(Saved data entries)
________
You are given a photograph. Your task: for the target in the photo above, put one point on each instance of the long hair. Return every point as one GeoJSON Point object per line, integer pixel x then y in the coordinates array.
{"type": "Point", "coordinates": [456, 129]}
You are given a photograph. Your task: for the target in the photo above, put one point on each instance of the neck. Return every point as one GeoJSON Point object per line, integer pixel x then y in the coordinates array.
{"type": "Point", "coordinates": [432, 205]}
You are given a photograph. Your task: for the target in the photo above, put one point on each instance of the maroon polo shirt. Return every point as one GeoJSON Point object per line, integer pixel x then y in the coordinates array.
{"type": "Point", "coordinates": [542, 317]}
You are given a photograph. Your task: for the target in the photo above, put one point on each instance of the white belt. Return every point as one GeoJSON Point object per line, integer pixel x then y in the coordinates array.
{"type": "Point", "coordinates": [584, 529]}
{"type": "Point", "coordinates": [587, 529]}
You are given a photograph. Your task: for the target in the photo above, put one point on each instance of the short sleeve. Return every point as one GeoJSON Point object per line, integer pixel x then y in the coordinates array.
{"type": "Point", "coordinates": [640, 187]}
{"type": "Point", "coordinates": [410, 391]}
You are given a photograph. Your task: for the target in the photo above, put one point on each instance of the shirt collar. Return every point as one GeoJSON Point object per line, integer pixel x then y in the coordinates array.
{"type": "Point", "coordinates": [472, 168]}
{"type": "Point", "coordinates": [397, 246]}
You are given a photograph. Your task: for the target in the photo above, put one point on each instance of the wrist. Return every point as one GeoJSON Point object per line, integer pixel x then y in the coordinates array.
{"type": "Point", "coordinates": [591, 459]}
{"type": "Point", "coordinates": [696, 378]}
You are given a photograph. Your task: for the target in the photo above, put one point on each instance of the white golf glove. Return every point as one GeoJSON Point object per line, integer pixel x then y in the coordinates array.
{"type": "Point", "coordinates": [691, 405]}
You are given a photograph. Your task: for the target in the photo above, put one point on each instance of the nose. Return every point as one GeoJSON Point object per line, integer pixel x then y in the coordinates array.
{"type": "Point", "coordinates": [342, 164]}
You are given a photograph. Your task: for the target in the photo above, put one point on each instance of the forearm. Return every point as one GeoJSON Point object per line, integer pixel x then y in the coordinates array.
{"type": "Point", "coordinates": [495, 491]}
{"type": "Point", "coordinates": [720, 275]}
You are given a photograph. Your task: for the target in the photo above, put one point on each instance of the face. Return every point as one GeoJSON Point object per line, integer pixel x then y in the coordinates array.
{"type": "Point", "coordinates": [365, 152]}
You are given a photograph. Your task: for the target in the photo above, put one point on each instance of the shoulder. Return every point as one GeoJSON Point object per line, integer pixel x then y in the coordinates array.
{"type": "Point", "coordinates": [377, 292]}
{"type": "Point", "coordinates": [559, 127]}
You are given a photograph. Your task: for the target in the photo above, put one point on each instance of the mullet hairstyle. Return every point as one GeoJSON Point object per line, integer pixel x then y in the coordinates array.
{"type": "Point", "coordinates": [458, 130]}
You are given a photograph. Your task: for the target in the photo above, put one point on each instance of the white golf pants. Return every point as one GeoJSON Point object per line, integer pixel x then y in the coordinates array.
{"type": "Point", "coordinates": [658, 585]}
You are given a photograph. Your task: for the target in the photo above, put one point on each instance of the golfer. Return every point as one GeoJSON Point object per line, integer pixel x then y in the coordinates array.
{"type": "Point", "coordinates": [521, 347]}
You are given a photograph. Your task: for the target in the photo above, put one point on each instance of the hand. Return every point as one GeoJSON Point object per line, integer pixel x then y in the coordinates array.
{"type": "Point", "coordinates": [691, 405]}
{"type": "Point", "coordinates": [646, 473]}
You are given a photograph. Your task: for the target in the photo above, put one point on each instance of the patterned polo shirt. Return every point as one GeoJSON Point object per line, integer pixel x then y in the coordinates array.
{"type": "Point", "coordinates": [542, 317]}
________
## Activity
Repeat all the data, every line exactly.

## Answer for this exercise
You are given a photograph. Your task: for the target in the photo above, put one point on each instance of the long hair. Return every point as one GeoJSON Point object per line, integer pixel x then y in the coordinates array.
{"type": "Point", "coordinates": [456, 129]}
You are given a photograph. Your task: for the target in the photo above, put one point on each instance of the neck. Return every point as one GeoJSON Point object per line, integer pixel x then y in the coordinates array.
{"type": "Point", "coordinates": [432, 205]}
You are given a photograph. Your task: for the target in the photo above, put one point on each instance of the maroon polo shirt. Return every point as one GeoJSON Point object per line, integer pixel x then y in the coordinates array.
{"type": "Point", "coordinates": [542, 317]}
You are given a photograph. Your task: for the target in the photo above, put one point on each instance of the white belt. Return every point as one GeoJSON Point object per line, integer pixel x then y in the coordinates array.
{"type": "Point", "coordinates": [584, 529]}
{"type": "Point", "coordinates": [587, 529]}
You are given a photograph. Your task: for the target in the photo above, put one point on each instance of the short sleeve. Return every point as one GeoJSON Point object per line, integer pixel x then y in the coordinates array.
{"type": "Point", "coordinates": [640, 187]}
{"type": "Point", "coordinates": [410, 391]}
You are given a photograph. Your task: for the target in the photo above, put one point on each instance of the shirt collar. Return every point as one GeoJSON Point object per line, integer pixel x then y in the coordinates array.
{"type": "Point", "coordinates": [472, 168]}
{"type": "Point", "coordinates": [397, 246]}
You are given a photograph. Your task: for the target in the photo above, put one point on each instance of the wrist. Return every point as one GeoJSON Point object per line, integer pixel x then y in the coordinates array.
{"type": "Point", "coordinates": [591, 459]}
{"type": "Point", "coordinates": [696, 378]}
You are given a photograph. Your task: for the target in the photo above, put one point on each instance of the white golf glove. Return every point as one GeoJSON Point object per line, integer pixel x then y in the coordinates array.
{"type": "Point", "coordinates": [691, 405]}
You are given a photograph. Your task: for the target in the photo above, put one point on each instance of the nose. Return every point as one GeoJSON Point object per line, integer pixel x then y in the coordinates array.
{"type": "Point", "coordinates": [342, 164]}
You are given a photograph. Your task: for the target in the photo above, put one point on each instance of the forearm. Return every point as one GeoJSON Point object per line, integer pixel x then y in the coordinates array.
{"type": "Point", "coordinates": [495, 491]}
{"type": "Point", "coordinates": [720, 275]}
You are given a photograph. Your task: for the target in the photo above, put one point on each instance of the face. Return every point as one GeoJSON Point object per line, integer pixel x then y in the coordinates array.
{"type": "Point", "coordinates": [365, 152]}
You are given a photograph. Your task: for the target in the photo above, put one point on each instance of the shoulder. Return every point as one GeoJSON Point object per line, integer pixel x then y in the coordinates array.
{"type": "Point", "coordinates": [377, 292]}
{"type": "Point", "coordinates": [559, 127]}
You are given a photograph. Your task: for the target in the photo above, put one point on each instance of the mullet hairstyle. Return every point as one GeoJSON Point object per line, integer pixel x then y in the coordinates array.
{"type": "Point", "coordinates": [458, 130]}
You are given a photograph. Your task: for the target in the photo above, put one point on each instance of the white golf pants. Return every point as one GeoJSON Point object per line, integer pixel x then y in the coordinates array.
{"type": "Point", "coordinates": [658, 585]}
You are given a photograph. Your task: for the target in the photo above, put one point on each instance of the golfer. Return every point as one GeoJSON Point object per line, integer pixel x then y in the coordinates array.
{"type": "Point", "coordinates": [521, 347]}
You are given a photograph. Your task: for the target in the photo above, put one point on each instance of the hand. Return every point as one GeoJSON Point object per line, integer pixel x then y in the coordinates array.
{"type": "Point", "coordinates": [691, 405]}
{"type": "Point", "coordinates": [646, 473]}
You are given a photograph. Your task: for the target in the photo above, put one point on each instance of the patterned polo shirt. Return every point as one GeoJSON Point object per line, integer pixel x then y in the coordinates array.
{"type": "Point", "coordinates": [542, 317]}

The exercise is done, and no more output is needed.